Problem description: Where the records below reach the line containing "point(858, 68)", start transcribing, and end with the line containing "Could you put a marker on each instance of the small", exactly and with nothing else added.

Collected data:
• • • • • • •

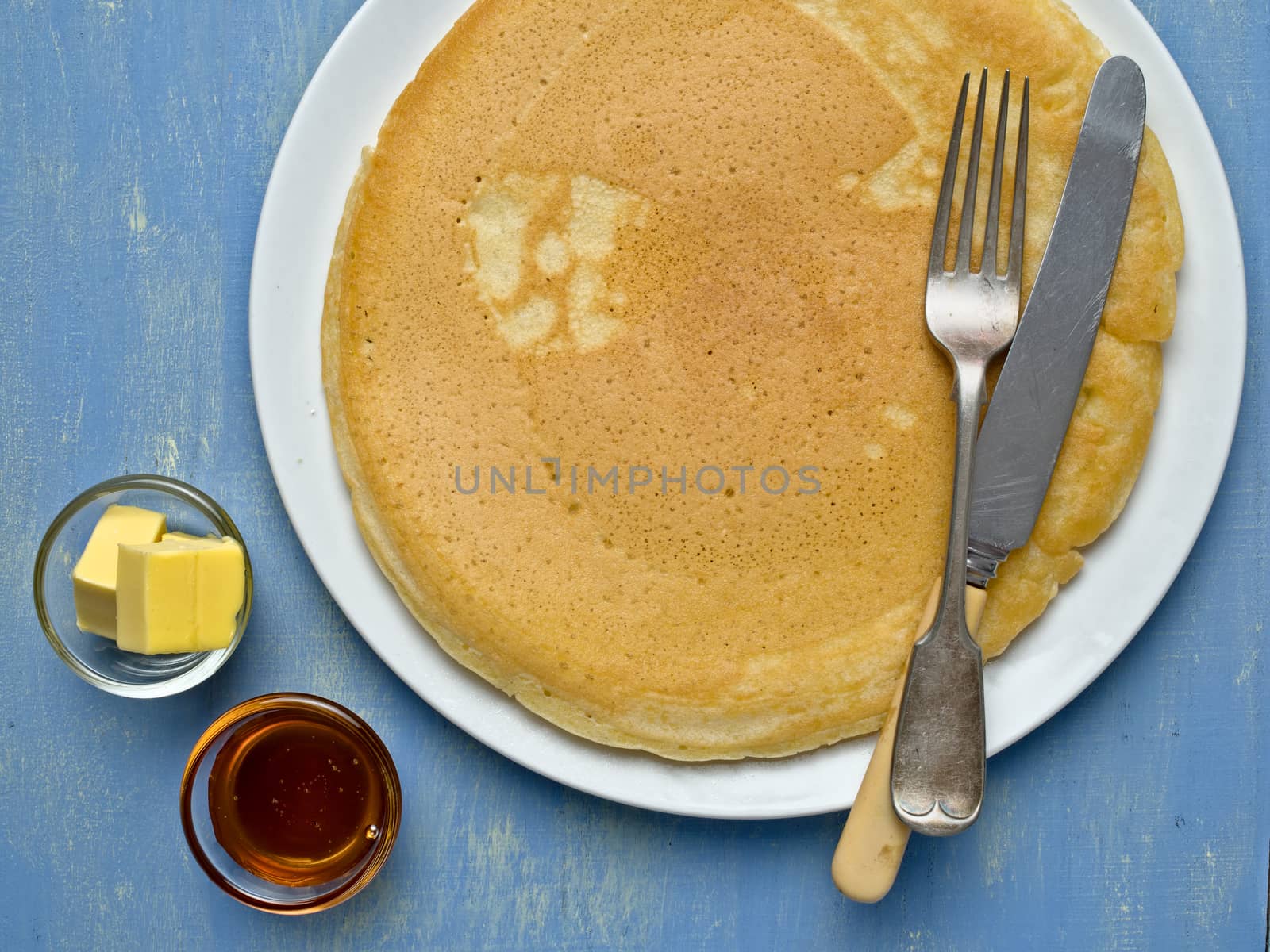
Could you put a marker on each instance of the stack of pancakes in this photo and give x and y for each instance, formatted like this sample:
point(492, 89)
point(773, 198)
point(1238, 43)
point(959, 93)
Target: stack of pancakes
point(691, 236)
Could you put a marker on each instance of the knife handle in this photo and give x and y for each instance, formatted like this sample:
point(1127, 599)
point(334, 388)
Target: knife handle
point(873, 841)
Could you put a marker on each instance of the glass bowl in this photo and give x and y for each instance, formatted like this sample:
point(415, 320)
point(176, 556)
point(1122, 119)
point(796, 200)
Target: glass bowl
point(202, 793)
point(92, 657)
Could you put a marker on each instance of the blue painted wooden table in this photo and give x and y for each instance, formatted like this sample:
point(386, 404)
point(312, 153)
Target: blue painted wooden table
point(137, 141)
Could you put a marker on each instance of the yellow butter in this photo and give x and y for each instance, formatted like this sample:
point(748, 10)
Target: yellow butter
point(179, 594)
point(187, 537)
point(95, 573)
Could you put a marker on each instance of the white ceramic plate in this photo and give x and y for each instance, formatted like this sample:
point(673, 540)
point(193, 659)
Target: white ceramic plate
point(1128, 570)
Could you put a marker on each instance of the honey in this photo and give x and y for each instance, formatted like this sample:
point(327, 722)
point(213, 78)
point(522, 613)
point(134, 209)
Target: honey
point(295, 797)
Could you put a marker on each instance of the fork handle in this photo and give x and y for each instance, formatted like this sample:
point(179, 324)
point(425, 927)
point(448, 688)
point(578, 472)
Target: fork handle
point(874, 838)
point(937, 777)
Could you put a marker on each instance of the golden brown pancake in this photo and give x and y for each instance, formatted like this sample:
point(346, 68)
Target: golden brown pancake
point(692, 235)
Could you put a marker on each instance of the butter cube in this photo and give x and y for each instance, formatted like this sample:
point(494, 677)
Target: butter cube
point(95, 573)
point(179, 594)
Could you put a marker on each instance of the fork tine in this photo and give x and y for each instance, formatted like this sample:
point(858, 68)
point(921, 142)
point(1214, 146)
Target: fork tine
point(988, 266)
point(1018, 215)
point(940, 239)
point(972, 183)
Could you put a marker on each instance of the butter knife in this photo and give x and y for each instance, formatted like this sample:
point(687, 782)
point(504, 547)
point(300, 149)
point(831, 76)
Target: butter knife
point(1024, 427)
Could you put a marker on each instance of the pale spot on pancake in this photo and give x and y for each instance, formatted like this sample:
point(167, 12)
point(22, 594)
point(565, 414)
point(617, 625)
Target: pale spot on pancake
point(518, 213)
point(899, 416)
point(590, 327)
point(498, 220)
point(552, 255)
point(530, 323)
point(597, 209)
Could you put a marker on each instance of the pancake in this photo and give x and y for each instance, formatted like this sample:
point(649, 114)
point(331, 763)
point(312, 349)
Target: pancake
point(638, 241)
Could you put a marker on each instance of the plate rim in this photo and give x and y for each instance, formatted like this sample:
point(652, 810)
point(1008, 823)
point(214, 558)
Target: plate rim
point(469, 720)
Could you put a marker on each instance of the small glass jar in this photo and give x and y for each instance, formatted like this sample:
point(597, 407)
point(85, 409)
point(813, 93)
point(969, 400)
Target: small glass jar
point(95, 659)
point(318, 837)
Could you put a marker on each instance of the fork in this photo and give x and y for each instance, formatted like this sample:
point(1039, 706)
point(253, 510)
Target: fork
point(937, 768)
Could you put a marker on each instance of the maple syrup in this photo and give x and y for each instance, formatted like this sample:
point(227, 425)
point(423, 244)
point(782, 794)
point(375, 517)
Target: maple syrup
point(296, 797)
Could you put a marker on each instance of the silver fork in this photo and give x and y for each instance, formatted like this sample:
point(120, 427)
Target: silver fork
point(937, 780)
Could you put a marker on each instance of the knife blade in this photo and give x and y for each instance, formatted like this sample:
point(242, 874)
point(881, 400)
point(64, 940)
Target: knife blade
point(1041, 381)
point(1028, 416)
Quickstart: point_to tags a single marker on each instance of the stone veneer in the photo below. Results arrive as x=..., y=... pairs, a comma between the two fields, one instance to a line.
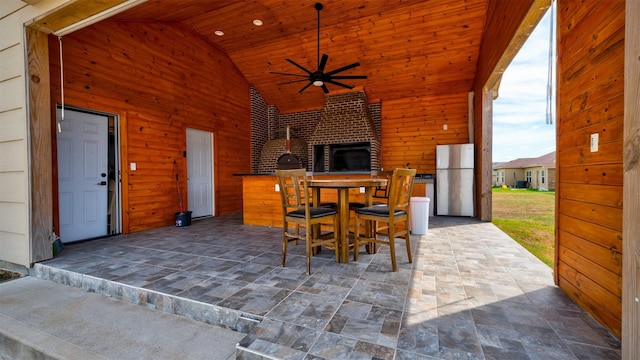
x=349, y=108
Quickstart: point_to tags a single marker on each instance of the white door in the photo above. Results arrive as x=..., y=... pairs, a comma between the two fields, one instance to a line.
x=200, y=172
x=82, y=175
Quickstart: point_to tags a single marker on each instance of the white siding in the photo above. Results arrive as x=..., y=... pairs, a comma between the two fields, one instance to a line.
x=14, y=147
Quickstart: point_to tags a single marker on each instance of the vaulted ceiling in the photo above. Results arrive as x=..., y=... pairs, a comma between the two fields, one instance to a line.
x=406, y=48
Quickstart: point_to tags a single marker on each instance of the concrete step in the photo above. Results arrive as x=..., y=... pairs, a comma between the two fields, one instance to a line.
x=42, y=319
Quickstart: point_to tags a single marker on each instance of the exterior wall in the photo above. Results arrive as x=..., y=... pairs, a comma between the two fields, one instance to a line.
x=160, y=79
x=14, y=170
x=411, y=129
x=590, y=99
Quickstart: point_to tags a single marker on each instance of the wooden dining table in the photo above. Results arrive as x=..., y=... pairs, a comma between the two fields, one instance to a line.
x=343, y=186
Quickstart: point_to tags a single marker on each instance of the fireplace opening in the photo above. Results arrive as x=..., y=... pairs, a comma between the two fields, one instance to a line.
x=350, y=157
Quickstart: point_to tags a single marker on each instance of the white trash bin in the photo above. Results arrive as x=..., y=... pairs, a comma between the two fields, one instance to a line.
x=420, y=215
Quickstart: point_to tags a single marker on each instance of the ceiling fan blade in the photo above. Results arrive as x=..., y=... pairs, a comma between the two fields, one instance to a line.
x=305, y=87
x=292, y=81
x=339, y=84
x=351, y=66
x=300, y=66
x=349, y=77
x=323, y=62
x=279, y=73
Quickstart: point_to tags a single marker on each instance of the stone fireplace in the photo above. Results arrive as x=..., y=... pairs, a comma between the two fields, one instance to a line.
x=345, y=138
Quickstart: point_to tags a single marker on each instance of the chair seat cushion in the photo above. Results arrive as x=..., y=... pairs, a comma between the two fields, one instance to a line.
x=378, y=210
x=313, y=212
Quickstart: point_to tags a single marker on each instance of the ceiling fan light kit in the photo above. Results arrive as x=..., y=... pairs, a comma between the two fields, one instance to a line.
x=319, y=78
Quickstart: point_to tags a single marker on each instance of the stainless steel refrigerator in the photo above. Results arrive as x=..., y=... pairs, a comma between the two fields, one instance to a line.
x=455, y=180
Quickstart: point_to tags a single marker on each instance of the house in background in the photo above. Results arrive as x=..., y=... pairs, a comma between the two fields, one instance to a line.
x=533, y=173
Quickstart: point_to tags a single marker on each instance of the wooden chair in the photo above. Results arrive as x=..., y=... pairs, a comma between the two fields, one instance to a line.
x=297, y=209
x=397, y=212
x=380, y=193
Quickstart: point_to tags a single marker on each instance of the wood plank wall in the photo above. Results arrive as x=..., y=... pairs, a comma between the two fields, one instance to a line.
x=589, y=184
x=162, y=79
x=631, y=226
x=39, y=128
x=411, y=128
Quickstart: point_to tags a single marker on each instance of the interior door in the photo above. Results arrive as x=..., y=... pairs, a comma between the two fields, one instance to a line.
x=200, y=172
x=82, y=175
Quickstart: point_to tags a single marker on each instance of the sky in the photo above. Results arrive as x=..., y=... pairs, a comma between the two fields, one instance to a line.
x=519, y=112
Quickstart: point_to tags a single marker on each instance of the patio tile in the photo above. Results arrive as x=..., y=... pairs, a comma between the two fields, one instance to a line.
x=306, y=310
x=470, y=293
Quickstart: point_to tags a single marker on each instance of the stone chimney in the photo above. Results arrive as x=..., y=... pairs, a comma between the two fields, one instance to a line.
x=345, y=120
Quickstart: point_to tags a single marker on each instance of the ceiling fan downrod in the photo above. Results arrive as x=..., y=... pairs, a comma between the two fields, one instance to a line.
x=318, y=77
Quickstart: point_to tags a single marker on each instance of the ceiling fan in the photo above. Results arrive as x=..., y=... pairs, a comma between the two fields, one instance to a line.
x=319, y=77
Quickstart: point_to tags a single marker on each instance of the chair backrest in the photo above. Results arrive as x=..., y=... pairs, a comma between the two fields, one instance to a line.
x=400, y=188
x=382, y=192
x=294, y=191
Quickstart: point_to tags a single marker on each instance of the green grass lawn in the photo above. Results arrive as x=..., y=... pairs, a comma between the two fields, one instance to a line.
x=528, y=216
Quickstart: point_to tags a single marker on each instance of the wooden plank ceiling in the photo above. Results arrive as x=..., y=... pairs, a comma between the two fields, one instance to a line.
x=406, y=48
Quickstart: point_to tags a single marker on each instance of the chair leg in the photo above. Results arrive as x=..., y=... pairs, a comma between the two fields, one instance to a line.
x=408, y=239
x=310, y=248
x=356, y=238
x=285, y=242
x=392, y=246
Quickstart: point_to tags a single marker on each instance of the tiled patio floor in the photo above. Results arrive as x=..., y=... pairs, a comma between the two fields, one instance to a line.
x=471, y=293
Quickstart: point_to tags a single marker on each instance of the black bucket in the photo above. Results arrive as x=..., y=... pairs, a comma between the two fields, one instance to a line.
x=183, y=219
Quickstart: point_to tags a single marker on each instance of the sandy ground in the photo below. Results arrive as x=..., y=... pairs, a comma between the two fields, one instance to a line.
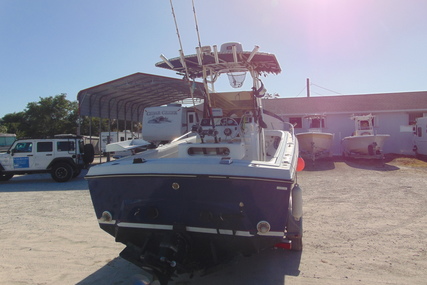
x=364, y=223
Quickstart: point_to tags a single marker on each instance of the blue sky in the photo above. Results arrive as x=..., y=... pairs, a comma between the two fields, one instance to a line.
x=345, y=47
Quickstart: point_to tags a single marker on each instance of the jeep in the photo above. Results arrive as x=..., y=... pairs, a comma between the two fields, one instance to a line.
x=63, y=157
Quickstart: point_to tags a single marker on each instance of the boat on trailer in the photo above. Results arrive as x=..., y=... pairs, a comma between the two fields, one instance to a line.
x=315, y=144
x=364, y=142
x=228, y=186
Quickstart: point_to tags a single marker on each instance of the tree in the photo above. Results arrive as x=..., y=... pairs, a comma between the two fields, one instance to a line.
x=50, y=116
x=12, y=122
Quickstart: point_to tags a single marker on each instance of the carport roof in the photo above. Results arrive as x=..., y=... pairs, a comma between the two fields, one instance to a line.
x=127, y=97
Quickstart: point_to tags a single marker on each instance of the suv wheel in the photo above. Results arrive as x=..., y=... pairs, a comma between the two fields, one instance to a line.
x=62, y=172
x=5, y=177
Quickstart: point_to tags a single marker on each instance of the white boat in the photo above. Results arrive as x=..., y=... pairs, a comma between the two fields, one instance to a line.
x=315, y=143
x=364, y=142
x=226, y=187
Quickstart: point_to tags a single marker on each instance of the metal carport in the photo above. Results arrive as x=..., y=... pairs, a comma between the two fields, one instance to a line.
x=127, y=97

• • • • • • •

Response box:
point(858, 68)
point(921, 142)
point(1214, 146)
Target: fork tine
point(988, 266)
point(1018, 215)
point(940, 239)
point(972, 183)
Could you put a marker on each instance of the butter knife in this photo and give x and y for each instance, formatted like this sample:
point(687, 782)
point(504, 547)
point(300, 149)
point(831, 76)
Target: butter knife
point(1024, 427)
Could you put a marker on each instance of the pale spot on pancake in this photo and give x and y for each instance, formatted like this sample:
point(167, 12)
point(22, 594)
point(565, 414)
point(617, 625)
Target: pale spot on pancake
point(518, 213)
point(899, 416)
point(590, 327)
point(498, 220)
point(552, 255)
point(530, 323)
point(597, 209)
Could you put a marker on each instance of the pancake in this photo and give x and y for each instance, formatted like this sample:
point(649, 114)
point(331, 763)
point(312, 349)
Target: pancake
point(638, 241)
Could you put a marker on each instance of the plate rim in this photo and give x and y for each instance, formatted like this sample:
point(652, 810)
point(1008, 823)
point(214, 558)
Target: plate rim
point(469, 720)
Could you put a marker on each instance of the small glass jar in this photo and give x and y for each instance, formatted like this sample:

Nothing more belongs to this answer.